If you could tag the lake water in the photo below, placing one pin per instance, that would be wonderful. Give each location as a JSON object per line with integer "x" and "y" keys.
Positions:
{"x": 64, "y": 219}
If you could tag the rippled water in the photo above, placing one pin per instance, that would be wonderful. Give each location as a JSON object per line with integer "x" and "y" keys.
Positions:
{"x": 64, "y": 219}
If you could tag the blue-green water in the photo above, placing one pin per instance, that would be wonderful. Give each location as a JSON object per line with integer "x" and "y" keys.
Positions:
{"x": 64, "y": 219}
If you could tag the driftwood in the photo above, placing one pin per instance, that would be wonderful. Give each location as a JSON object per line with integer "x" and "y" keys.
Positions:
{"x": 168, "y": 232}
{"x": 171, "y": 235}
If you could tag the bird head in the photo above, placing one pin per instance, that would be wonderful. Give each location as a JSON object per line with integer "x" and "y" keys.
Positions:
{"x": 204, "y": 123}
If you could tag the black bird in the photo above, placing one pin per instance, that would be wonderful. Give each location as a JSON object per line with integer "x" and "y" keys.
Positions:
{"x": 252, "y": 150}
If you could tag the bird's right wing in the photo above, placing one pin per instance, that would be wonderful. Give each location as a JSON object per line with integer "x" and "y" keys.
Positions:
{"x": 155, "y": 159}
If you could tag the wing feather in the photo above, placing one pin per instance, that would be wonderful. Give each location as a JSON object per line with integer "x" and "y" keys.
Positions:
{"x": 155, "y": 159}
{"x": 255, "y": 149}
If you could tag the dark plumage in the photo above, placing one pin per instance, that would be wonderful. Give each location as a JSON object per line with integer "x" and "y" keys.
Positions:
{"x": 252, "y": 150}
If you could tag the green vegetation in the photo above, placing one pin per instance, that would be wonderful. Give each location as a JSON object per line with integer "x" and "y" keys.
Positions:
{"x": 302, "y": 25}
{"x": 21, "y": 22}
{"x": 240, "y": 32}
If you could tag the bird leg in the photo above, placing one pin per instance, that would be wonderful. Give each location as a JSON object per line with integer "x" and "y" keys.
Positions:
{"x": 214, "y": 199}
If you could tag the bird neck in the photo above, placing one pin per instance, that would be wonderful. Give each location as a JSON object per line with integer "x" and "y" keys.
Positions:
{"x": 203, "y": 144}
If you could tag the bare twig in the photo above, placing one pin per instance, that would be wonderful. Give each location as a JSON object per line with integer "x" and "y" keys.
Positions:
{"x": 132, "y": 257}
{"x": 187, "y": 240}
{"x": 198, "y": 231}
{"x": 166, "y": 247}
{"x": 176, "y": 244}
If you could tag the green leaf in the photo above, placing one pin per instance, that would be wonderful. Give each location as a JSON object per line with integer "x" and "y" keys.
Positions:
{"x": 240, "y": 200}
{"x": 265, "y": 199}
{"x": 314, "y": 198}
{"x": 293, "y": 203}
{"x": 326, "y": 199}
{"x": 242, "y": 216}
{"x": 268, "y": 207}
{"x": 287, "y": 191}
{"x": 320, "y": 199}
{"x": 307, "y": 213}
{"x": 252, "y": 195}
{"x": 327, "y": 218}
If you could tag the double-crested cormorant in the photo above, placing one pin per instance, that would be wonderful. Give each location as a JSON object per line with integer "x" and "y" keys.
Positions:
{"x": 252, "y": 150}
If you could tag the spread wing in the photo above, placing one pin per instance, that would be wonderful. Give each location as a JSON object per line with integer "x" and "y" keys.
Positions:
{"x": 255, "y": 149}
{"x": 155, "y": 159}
________________________
* **Given instruction**
Reproduce exactly the line that holds "If you could tag the bare", then every line after it, ending with the final line of the records above.

* **Answer to the problem**
If you could tag the bare twig in the photo above, placing one pin per instance, that would be wonderful. Give each location as a JSON object per line with integer "x" and "y" keys.
Positions:
{"x": 132, "y": 257}
{"x": 187, "y": 240}
{"x": 198, "y": 231}
{"x": 166, "y": 247}
{"x": 176, "y": 244}
If you could tag the green leaf in the photo above, placing one pin per instance, that would be wonderful. Give each location as a JSON object per line with integer "x" and "y" keys.
Positions:
{"x": 240, "y": 200}
{"x": 265, "y": 199}
{"x": 314, "y": 198}
{"x": 293, "y": 203}
{"x": 326, "y": 199}
{"x": 242, "y": 216}
{"x": 268, "y": 207}
{"x": 287, "y": 191}
{"x": 320, "y": 199}
{"x": 307, "y": 213}
{"x": 252, "y": 195}
{"x": 327, "y": 218}
If you could tag the double-crested cormorant in the photo above, placing one pin per instance, that would be wonderful. Give each location as a JSON object per line with integer "x" and "y" keys.
Positions:
{"x": 252, "y": 150}
If you could tag the spread wing in the photo above, placing one pin per instance, that would be wonderful. Give each location as a JSON object per line with integer "x" and "y" keys.
Positions:
{"x": 255, "y": 149}
{"x": 155, "y": 159}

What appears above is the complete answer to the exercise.